- Some records -
#####
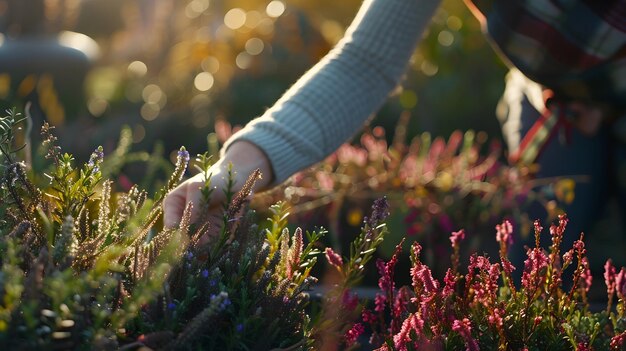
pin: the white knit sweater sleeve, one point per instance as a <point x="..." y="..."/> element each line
<point x="331" y="102"/>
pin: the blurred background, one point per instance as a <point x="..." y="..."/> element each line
<point x="170" y="69"/>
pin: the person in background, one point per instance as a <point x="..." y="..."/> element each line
<point x="564" y="96"/>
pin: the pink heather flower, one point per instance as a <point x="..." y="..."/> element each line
<point x="456" y="237"/>
<point x="620" y="283"/>
<point x="579" y="246"/>
<point x="431" y="285"/>
<point x="495" y="318"/>
<point x="533" y="276"/>
<point x="504" y="232"/>
<point x="587" y="279"/>
<point x="412" y="323"/>
<point x="368" y="316"/>
<point x="557" y="231"/>
<point x="403" y="297"/>
<point x="349" y="300"/>
<point x="446" y="223"/>
<point x="353" y="334"/>
<point x="538" y="227"/>
<point x="609" y="277"/>
<point x="618" y="341"/>
<point x="384" y="282"/>
<point x="384" y="347"/>
<point x="450" y="284"/>
<point x="294" y="253"/>
<point x="568" y="257"/>
<point x="380" y="302"/>
<point x="464" y="328"/>
<point x="507" y="266"/>
<point x="333" y="258"/>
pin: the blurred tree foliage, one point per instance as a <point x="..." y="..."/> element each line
<point x="170" y="69"/>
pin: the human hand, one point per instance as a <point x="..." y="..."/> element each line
<point x="245" y="158"/>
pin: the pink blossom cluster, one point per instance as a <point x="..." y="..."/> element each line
<point x="467" y="310"/>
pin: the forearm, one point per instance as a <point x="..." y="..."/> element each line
<point x="333" y="100"/>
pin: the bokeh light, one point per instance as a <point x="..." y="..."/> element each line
<point x="275" y="8"/>
<point x="235" y="18"/>
<point x="203" y="81"/>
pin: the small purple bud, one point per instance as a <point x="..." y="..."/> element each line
<point x="184" y="155"/>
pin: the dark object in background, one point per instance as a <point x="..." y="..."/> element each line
<point x="41" y="64"/>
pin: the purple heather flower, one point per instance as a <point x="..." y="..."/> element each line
<point x="184" y="155"/>
<point x="96" y="157"/>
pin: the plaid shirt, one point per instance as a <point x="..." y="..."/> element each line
<point x="577" y="48"/>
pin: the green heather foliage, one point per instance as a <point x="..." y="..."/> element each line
<point x="85" y="267"/>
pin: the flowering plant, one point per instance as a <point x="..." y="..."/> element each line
<point x="484" y="309"/>
<point x="85" y="267"/>
<point x="434" y="187"/>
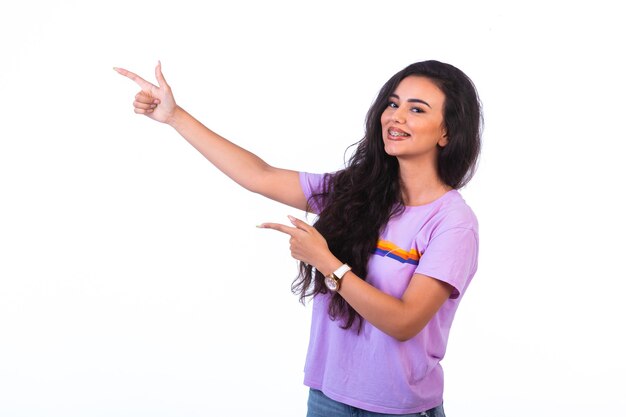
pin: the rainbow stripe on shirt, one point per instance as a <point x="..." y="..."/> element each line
<point x="387" y="249"/>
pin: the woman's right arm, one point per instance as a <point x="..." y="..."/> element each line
<point x="242" y="166"/>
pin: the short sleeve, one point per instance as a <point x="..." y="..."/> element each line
<point x="451" y="257"/>
<point x="312" y="184"/>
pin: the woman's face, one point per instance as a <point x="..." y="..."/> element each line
<point x="412" y="123"/>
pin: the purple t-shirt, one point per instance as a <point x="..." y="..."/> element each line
<point x="372" y="370"/>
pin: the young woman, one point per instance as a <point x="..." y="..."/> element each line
<point x="394" y="246"/>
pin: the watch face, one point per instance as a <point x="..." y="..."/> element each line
<point x="331" y="284"/>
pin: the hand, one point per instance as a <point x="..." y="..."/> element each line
<point x="155" y="102"/>
<point x="307" y="245"/>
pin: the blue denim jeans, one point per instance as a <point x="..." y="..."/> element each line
<point x="322" y="406"/>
#####
- STATED TASK -
In the listing above, find the line containing "pin: the purple t-shirt, one" and please quote exactly that line through the last one, and no other lines.

- ANSWER FOR THE TASK -
pin: the purple t-shirt, one point per instance as a <point x="..." y="..."/> element each line
<point x="372" y="370"/>
pin: the young woman, one point per instance as a <point x="..." y="..."/> element each line
<point x="394" y="246"/>
pin: the watch face, one point per instance as a <point x="..." y="..."/> element each line
<point x="331" y="284"/>
pin: the hand, one point per instance as a <point x="..." y="..."/> element each line
<point x="155" y="102"/>
<point x="307" y="245"/>
pin: the blue denim jeans, one point per instance as a <point x="..." y="..."/> element each line
<point x="322" y="406"/>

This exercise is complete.